Aim of the task:
Copy exactly, and only, the lines that start at the line containing "Provide the location of each instance of the hand" and end at the last line of the material below.

<<<<

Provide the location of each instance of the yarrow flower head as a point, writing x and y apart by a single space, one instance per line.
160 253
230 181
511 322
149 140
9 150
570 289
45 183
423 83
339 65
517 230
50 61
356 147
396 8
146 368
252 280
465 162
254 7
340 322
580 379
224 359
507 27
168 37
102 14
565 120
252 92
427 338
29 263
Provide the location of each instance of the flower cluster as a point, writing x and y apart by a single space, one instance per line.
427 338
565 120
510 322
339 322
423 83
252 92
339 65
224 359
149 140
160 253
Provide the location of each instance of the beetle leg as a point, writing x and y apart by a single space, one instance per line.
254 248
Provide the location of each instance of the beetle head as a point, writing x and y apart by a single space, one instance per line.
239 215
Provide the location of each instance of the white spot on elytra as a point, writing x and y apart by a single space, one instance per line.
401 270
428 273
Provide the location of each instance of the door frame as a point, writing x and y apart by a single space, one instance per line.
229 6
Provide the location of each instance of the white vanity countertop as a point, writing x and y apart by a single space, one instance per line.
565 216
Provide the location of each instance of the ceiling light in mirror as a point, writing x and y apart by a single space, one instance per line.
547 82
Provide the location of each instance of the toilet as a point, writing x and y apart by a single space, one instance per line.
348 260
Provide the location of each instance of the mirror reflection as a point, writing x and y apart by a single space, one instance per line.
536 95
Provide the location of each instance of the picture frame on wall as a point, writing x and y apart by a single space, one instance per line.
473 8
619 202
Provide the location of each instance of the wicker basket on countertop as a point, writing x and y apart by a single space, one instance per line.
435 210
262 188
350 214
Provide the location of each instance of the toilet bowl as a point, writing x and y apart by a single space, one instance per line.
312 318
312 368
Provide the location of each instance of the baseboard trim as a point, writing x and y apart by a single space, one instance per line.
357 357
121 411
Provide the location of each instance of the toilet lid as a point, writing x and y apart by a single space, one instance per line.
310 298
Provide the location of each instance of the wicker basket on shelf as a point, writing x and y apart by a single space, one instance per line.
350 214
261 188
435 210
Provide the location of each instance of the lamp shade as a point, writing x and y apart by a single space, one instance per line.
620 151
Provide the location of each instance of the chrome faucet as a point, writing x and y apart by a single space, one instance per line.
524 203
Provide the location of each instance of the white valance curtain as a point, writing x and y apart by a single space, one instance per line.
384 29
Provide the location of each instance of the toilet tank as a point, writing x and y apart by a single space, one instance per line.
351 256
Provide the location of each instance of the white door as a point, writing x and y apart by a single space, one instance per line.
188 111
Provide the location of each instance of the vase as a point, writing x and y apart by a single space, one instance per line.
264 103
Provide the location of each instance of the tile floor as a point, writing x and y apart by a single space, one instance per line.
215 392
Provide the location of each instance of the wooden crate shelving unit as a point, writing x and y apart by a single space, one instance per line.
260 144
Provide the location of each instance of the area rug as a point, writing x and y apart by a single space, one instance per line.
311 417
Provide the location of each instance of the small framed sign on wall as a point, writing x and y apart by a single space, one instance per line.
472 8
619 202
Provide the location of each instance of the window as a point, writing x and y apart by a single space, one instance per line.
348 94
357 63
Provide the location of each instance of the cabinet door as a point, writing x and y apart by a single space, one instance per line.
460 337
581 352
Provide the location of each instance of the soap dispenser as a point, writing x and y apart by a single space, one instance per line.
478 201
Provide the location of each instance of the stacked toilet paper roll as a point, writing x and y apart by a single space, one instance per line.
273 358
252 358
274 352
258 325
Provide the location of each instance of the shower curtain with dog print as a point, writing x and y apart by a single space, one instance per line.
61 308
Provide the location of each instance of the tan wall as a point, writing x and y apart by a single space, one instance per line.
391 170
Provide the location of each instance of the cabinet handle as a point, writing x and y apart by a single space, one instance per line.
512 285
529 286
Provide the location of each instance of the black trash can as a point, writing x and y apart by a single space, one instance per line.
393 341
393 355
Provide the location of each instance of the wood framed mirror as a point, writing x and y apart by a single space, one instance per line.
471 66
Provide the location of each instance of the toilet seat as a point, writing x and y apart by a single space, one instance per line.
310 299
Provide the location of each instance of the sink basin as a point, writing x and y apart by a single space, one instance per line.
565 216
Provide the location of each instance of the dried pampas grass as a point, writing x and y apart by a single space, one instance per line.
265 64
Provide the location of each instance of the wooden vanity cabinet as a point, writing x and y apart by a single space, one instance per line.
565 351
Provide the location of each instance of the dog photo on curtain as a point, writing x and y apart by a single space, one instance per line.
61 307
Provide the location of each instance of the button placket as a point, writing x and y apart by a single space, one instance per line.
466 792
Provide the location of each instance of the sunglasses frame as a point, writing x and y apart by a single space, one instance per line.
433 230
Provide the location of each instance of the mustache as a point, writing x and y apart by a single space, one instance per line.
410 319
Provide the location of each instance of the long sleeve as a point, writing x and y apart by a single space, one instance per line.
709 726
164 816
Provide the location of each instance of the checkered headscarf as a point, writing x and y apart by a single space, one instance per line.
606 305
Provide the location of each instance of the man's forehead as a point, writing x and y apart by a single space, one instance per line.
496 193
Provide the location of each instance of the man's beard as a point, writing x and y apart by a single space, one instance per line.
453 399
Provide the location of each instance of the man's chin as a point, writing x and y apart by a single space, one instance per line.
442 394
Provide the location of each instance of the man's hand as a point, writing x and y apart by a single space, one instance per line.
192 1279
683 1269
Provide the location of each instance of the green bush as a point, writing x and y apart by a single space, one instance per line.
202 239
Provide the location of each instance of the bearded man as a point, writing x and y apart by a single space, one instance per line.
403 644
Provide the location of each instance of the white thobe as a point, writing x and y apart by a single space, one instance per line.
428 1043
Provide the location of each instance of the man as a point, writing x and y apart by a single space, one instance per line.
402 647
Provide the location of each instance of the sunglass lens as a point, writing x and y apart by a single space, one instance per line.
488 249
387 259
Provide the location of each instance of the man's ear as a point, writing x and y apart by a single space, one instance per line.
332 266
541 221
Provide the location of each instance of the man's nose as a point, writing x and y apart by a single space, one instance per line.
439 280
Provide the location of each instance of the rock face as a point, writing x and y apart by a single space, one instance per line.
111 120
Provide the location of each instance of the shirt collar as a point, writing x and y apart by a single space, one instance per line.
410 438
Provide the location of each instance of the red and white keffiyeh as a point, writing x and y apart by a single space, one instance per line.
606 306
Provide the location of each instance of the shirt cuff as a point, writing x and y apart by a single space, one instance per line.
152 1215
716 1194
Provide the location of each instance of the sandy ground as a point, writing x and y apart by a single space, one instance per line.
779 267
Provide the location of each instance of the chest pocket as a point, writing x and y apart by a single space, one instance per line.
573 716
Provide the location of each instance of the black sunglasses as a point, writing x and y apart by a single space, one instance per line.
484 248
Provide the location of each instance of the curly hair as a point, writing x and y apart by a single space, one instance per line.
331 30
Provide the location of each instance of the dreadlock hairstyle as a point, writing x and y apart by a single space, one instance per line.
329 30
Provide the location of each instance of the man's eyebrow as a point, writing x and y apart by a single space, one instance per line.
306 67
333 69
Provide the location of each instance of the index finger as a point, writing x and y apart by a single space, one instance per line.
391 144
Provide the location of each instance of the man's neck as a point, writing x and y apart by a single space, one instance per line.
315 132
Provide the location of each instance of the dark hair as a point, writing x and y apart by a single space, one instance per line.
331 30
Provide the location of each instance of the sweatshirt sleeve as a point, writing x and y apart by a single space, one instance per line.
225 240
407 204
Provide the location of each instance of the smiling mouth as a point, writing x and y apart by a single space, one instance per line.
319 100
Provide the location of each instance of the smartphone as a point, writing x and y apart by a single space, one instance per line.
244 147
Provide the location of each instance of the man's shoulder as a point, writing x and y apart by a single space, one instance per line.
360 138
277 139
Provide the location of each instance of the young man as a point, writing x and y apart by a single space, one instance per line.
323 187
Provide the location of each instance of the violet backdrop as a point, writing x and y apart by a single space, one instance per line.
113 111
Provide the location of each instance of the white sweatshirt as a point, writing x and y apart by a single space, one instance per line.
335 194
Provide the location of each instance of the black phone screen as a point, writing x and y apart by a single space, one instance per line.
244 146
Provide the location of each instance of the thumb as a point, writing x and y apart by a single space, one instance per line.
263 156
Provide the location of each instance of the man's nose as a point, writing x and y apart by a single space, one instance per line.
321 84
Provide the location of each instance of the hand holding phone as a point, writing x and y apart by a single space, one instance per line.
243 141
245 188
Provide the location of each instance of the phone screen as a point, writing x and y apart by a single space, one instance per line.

>>>>

Exercise result:
Provide the location of each instance of the hand holding phone as a point, writing x and y apart by a single space, one instance per line.
243 141
245 188
Provide the location of each instance of the phone screen as a point, writing x and y apart by a single space, one instance per line.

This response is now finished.